::: EXERCISE TEXT

It’s been said that everyone has been touched by cancer at some point, many have a friends somebody that was affected. As you get older, it becomes your own friends, your own family, your spouse or yourself that has presented with cancer. Well, I’m 33 and some of the closest women to me have had a breast cancer diagnosis. This post, is about only two of them, Carlene – my step-mother, and Darna – my substitute mother.


Carlene was diagnosed when I was a teenager, my Dad was the one who first felt the lump and after six-months of pressuring her about it – she spoke to her OB/GYN. Yes, this was around the time of year she would do her mammogram so it was convenient. My memories are blurry about this time, but I do know what happened. She did the surgery, removed the breast and accompanying lymph nodes. I remember her going in for the surgery, I remember the non-talking about it, I remember her mom moving in to help out.

Prior to this, the only images I had ever had about cancer were the ones shown on television. Women being incredibly sick, losing their hair, looking gaunt, throwing up constantly and always, dying. In my own quiet way, I fretted about this – I wondered what would happen to our family, how would my brother and sister cope without their mom, how would my dad function without his wife, how could I fix it.

::::::
::: MATERIAL SUPPLIED

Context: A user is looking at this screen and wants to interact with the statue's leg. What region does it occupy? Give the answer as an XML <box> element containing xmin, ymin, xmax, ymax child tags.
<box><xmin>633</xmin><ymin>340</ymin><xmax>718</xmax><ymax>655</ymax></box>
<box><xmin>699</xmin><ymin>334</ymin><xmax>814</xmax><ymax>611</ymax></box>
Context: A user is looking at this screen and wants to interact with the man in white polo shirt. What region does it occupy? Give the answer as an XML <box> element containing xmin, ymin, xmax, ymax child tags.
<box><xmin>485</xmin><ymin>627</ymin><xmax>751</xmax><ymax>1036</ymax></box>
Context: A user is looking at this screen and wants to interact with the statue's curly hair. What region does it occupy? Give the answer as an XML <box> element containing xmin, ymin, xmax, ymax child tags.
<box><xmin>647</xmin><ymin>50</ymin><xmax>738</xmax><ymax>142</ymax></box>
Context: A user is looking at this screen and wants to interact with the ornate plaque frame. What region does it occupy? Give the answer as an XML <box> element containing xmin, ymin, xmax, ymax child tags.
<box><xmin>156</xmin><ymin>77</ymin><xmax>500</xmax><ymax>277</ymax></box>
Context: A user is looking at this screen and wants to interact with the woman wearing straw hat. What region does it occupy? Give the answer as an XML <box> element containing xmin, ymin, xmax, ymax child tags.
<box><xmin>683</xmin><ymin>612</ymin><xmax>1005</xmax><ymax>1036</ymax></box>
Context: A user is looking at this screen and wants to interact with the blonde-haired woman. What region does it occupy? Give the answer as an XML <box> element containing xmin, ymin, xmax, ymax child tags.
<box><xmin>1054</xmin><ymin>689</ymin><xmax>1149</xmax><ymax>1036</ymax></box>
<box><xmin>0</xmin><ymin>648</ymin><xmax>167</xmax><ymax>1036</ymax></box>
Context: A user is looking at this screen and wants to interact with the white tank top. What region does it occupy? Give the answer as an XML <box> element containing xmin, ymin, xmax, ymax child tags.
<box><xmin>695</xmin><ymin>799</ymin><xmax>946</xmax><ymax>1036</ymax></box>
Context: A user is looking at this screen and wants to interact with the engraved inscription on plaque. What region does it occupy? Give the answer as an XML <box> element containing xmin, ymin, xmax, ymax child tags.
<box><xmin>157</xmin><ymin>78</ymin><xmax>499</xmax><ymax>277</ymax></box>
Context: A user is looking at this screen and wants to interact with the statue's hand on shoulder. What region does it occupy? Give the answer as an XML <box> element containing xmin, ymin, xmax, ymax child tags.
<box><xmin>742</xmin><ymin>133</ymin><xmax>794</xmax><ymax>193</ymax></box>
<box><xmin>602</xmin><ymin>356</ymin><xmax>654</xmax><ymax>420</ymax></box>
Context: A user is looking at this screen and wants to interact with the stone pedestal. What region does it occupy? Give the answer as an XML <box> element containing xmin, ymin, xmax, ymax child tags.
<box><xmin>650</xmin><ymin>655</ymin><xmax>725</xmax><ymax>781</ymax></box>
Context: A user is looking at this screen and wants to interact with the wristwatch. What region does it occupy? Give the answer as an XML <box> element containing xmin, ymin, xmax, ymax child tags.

::::::

WHAT YOU SHOULD DO >>
Answer each question using the breast cancer text above.
(a) How old does the writer say they are?
(b) Who first felt Carlene's lump?
(c) Before Carlene's diagnosis, where had the writer seen the only images of cancer they knew?

RESULT OF THE TASK >>
(a) 33
(b) The writer's Dad
(c) On television